Activity:
Filter the lines below, keeping each one that holds "dirt".

Exercise materials:
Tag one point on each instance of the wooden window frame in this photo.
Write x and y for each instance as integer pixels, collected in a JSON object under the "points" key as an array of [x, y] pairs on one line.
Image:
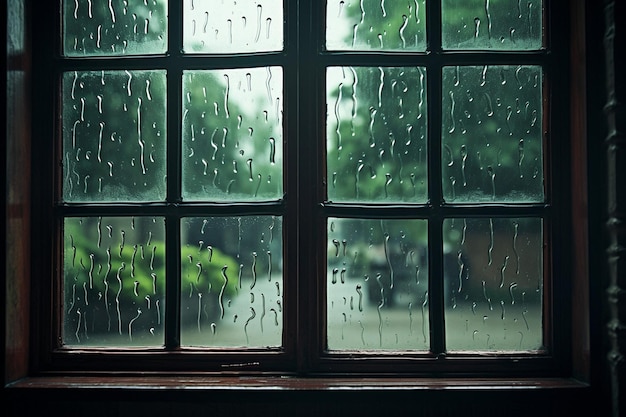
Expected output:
{"points": [[40, 365]]}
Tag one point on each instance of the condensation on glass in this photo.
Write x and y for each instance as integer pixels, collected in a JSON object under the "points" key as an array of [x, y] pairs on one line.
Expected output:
{"points": [[232, 134], [114, 135], [114, 27], [512, 25], [493, 271], [114, 281], [376, 134], [377, 284], [376, 25], [232, 281], [492, 140], [232, 26]]}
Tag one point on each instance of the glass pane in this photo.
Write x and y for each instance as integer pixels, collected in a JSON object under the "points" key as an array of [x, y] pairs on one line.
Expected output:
{"points": [[497, 24], [232, 281], [114, 281], [492, 134], [114, 130], [233, 26], [376, 25], [233, 134], [114, 27], [377, 284], [376, 134], [493, 270]]}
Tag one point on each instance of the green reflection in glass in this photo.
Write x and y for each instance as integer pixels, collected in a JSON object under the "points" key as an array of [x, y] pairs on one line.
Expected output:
{"points": [[114, 281], [492, 146], [493, 271], [232, 134], [232, 281], [512, 25], [376, 25], [376, 134], [114, 136], [233, 26]]}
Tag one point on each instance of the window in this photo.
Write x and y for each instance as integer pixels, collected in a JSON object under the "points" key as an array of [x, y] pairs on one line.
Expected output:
{"points": [[370, 187]]}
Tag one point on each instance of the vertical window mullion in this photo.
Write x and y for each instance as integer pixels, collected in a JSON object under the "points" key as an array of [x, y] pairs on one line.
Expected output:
{"points": [[306, 196]]}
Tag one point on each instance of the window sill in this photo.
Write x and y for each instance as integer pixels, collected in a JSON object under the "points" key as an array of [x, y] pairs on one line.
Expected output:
{"points": [[271, 383]]}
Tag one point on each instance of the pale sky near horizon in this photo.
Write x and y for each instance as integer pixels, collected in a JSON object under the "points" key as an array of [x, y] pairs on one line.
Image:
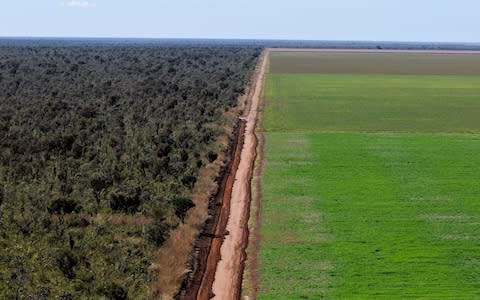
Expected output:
{"points": [[375, 20]]}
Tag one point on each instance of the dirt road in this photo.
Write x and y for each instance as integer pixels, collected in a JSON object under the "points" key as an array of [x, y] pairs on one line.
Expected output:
{"points": [[220, 249], [228, 276]]}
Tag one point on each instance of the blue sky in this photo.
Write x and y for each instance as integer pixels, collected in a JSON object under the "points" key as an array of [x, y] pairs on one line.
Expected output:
{"points": [[381, 20]]}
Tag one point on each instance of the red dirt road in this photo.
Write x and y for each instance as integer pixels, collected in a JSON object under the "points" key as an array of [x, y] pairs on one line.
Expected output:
{"points": [[229, 273], [220, 249]]}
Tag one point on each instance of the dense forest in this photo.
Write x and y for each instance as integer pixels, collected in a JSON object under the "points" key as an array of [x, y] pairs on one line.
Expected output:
{"points": [[100, 146]]}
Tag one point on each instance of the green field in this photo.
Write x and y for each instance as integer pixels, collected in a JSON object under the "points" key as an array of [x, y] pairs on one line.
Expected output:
{"points": [[371, 187]]}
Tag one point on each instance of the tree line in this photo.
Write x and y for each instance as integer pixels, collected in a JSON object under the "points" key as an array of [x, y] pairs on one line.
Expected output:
{"points": [[100, 146]]}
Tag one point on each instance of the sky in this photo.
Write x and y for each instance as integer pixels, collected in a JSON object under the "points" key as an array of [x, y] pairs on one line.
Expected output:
{"points": [[367, 20]]}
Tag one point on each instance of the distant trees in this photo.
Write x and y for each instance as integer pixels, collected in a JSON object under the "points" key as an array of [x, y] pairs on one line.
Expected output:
{"points": [[100, 148]]}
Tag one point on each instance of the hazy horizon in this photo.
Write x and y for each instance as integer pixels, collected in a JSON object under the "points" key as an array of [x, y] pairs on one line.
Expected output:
{"points": [[442, 21]]}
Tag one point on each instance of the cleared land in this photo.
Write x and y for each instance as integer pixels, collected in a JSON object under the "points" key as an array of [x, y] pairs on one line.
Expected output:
{"points": [[371, 182], [375, 62]]}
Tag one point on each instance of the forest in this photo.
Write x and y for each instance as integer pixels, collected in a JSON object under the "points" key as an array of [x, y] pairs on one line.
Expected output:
{"points": [[100, 147]]}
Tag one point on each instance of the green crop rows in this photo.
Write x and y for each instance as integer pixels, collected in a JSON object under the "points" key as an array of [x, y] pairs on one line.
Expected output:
{"points": [[371, 187]]}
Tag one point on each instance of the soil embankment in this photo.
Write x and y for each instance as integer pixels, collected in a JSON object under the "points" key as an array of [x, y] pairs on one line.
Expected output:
{"points": [[220, 249], [229, 273]]}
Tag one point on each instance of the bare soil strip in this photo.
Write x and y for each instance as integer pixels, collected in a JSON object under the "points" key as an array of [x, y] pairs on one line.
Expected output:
{"points": [[207, 248], [220, 249], [229, 273]]}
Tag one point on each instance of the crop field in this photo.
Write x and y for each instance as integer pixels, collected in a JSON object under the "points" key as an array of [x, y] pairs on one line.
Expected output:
{"points": [[370, 186]]}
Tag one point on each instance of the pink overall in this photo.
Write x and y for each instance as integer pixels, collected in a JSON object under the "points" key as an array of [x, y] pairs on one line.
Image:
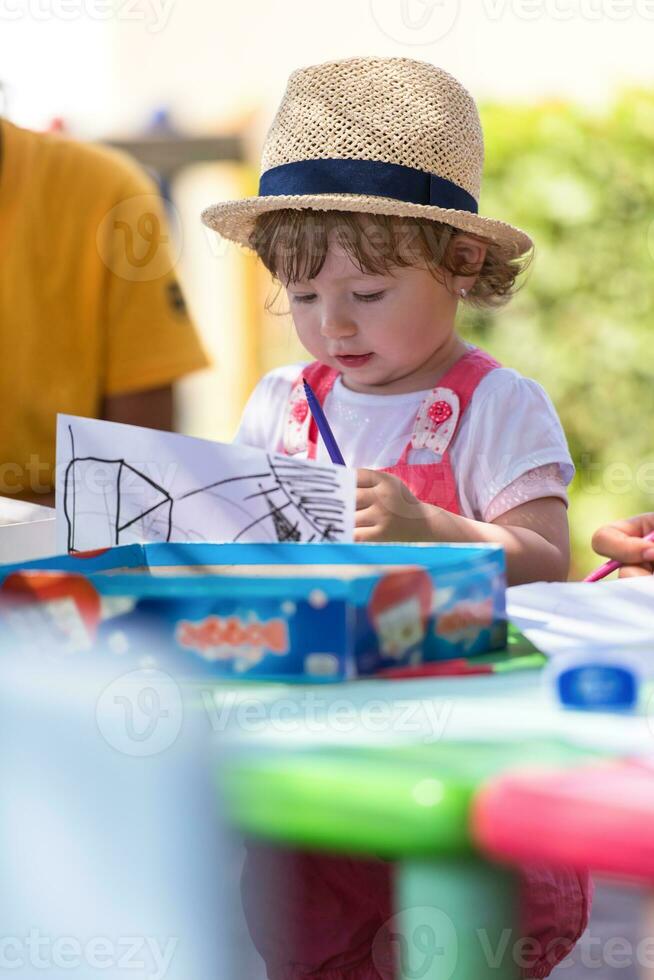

Written reply:
Tag one point on each instance of the dirt road in this photo.
Tag one point on each instance of the red dirt road in this photo.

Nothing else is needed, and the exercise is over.